| TASK GOAL |
Any picture among the records should be left out, please; retype the rest exactly.
Segment Start: DATA SUPPLIED
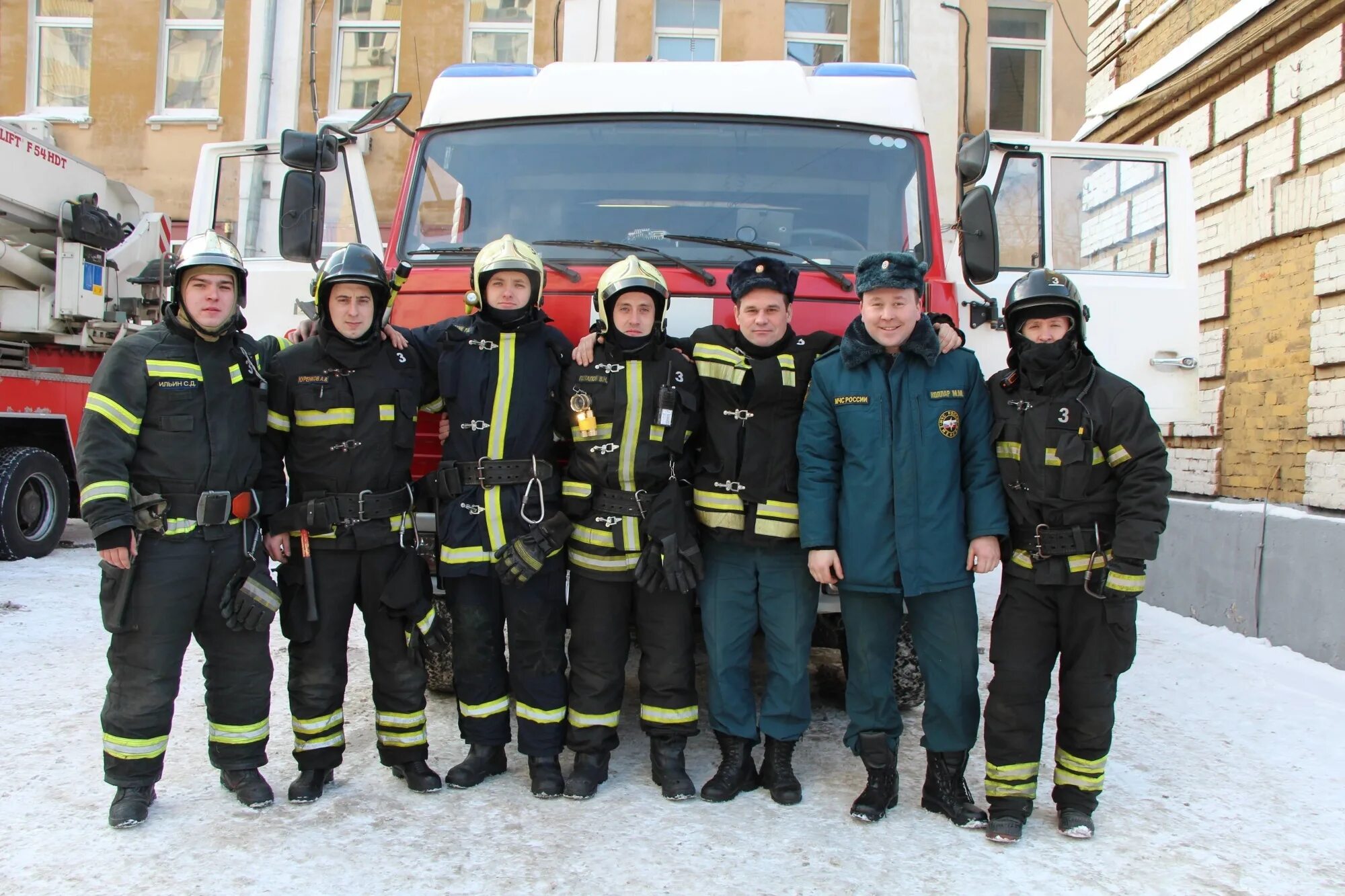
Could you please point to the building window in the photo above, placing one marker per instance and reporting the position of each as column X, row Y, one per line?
column 365, row 71
column 817, row 33
column 60, row 61
column 687, row 30
column 1019, row 68
column 500, row 32
column 193, row 54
Segment End: DATA SUPPLIED
| ANSWER SPACE |
Could you please point to the building window in the photo above, placing one marker per instance and reporting the position of each as column X, row Y, one per line?
column 365, row 71
column 817, row 33
column 60, row 61
column 687, row 30
column 1019, row 68
column 500, row 32
column 193, row 54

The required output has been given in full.